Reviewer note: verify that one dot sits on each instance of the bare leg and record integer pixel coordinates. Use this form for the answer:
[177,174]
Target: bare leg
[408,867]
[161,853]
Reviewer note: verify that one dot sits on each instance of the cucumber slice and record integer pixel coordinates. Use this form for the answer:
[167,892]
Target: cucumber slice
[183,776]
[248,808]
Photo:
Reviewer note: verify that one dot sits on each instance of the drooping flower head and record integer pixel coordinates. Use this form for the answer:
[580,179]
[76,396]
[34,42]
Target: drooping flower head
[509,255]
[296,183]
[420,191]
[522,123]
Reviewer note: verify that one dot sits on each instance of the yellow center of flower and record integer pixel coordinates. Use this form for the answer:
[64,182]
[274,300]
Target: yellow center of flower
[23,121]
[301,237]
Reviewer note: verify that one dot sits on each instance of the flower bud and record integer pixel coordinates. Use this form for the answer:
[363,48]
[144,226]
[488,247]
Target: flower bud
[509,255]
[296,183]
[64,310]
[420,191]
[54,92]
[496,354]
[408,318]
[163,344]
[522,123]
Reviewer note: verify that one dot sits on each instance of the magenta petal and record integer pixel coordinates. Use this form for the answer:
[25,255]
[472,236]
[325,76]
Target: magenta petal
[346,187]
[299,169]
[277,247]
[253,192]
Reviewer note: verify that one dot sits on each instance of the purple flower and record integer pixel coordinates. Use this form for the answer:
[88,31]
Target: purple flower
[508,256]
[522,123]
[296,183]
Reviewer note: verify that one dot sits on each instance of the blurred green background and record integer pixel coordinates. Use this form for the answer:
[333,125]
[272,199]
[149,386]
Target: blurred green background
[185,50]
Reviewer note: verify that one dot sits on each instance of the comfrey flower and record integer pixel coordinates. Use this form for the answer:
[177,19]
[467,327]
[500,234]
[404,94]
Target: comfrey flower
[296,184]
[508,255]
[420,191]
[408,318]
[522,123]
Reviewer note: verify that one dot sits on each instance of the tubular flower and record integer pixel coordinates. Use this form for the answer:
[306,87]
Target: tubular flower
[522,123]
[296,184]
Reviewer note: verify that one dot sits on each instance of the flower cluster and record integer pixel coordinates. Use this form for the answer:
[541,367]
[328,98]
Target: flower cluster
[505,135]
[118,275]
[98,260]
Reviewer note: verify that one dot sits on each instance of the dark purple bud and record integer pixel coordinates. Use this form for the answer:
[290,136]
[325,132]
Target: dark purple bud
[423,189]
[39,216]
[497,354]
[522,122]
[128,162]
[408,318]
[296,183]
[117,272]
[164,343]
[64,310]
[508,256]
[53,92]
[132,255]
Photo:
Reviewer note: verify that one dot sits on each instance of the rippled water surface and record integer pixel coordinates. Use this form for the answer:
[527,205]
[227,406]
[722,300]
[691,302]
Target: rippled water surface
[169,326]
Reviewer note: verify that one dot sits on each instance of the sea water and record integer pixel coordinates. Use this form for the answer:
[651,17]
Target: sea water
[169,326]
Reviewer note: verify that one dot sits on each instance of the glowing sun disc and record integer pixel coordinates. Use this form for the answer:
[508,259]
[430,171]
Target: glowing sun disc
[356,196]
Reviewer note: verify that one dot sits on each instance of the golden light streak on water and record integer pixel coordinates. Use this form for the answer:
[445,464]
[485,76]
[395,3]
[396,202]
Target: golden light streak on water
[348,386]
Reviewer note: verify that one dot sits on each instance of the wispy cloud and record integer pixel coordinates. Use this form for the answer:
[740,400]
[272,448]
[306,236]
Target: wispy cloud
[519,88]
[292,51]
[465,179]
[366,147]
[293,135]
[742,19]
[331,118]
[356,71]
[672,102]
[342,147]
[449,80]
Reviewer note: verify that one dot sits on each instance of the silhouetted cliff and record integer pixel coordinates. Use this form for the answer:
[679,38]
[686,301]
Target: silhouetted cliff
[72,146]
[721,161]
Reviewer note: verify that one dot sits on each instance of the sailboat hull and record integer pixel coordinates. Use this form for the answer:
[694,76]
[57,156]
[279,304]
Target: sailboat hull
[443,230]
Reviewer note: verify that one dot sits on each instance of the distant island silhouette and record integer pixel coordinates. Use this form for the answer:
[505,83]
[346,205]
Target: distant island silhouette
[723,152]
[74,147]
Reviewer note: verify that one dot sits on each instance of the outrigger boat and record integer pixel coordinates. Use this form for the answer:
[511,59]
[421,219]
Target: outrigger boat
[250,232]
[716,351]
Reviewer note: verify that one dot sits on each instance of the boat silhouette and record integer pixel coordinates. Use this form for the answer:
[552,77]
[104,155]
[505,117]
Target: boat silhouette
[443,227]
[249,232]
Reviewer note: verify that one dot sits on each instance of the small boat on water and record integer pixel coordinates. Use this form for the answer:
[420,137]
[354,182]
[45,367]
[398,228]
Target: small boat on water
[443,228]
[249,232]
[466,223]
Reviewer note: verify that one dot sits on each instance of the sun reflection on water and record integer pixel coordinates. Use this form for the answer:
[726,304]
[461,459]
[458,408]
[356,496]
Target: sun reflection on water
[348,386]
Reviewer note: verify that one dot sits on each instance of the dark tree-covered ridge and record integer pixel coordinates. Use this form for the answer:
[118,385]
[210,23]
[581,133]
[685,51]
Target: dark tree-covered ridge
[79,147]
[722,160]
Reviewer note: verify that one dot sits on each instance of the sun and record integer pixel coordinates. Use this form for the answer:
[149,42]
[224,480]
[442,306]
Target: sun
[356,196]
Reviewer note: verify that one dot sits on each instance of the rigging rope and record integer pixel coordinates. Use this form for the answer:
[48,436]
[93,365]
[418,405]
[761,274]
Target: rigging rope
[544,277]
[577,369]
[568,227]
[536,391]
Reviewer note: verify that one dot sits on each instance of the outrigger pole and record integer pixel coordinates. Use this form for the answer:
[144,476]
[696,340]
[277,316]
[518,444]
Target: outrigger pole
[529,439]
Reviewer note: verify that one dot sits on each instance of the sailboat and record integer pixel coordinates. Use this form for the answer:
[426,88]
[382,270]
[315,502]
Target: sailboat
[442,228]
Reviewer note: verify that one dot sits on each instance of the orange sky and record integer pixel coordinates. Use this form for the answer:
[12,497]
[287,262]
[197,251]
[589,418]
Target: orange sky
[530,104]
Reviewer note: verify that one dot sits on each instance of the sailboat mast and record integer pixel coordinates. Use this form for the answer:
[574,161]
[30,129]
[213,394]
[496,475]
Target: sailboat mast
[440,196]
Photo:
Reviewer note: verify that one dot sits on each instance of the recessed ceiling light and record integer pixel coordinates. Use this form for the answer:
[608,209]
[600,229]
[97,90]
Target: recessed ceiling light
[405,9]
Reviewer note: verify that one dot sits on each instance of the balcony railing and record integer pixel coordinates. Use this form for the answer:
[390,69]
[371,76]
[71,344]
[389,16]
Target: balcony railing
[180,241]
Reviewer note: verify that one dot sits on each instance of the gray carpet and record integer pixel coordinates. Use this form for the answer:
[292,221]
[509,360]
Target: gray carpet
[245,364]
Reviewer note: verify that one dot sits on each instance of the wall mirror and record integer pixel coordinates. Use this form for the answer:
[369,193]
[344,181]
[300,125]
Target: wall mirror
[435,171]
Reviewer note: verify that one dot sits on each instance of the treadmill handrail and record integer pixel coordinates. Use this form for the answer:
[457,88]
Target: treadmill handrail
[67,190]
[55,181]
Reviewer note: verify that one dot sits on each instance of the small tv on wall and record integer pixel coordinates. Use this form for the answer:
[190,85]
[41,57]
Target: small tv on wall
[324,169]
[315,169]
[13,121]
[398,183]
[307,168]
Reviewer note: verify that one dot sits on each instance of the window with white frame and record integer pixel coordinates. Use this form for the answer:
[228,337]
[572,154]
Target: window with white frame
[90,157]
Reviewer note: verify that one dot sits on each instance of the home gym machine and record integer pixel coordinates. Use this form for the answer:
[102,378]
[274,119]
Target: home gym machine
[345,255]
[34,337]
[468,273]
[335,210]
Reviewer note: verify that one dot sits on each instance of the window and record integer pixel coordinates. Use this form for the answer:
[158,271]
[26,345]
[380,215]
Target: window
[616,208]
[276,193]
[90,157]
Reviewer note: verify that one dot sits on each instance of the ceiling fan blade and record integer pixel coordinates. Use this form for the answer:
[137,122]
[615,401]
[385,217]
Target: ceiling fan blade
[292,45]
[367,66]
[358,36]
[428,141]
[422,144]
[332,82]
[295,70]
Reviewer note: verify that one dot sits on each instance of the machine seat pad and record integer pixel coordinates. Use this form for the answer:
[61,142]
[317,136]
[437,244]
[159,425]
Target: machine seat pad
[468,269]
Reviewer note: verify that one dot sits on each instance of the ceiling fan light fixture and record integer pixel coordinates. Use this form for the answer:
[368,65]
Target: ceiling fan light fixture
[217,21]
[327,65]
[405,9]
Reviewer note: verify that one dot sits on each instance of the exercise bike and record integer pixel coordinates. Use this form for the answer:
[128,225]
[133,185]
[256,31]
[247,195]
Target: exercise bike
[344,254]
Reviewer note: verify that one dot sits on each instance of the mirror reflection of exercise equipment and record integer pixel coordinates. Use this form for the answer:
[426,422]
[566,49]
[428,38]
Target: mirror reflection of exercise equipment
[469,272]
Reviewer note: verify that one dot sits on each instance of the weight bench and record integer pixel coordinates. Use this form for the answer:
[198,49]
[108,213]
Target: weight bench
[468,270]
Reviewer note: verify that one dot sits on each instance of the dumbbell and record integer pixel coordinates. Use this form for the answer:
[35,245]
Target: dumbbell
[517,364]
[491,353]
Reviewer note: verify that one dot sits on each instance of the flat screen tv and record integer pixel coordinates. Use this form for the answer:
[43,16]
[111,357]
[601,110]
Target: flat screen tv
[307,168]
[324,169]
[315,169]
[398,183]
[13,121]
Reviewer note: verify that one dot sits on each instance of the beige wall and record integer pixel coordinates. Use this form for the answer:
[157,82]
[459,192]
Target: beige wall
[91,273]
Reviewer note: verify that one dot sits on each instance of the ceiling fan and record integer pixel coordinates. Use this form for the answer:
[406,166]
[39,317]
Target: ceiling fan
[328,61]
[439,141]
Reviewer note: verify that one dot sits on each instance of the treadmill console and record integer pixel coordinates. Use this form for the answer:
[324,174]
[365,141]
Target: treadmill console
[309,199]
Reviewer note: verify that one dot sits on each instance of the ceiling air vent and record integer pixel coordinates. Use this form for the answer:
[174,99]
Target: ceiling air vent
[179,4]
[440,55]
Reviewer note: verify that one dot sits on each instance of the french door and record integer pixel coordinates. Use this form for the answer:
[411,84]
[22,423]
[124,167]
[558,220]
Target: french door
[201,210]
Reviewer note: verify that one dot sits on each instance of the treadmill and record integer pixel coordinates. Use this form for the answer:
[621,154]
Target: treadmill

- Work task: The line containing "ceiling fan and" and every line after it, up to and including the last line of the records, should be reproduced exactly, with nothing else.

- Solution to this exercise:
Reviewer note: verify that one dot sits on each instance of the ceiling fan and record integer pixel coordinates. Use this form for the answer:
[406,166]
[39,317]
Target: ceiling fan
[328,61]
[439,141]
Reviewer note: verify that one dot sits on each instance of the treadmill console and record integer pixel coordinates. Use this form for the answer:
[324,174]
[365,141]
Target: treadmill console
[309,199]
Reviewer note: verify that one dot sits on each instance of the ceiling air vent and record integer pixel coordinates. Use this form for the answer:
[174,99]
Target: ceiling air vent
[179,4]
[440,55]
Reviewer note: verify that one dot sits on each instance of the french door and record integer pixel coordinates. Use this form for the answer:
[411,84]
[22,423]
[124,167]
[558,220]
Target: french door
[201,210]
Reviewer note: verify that one dot sits on each instance of the treadmill and record integer pixel coordinates. Use this form for the answer:
[621,154]
Target: treadmill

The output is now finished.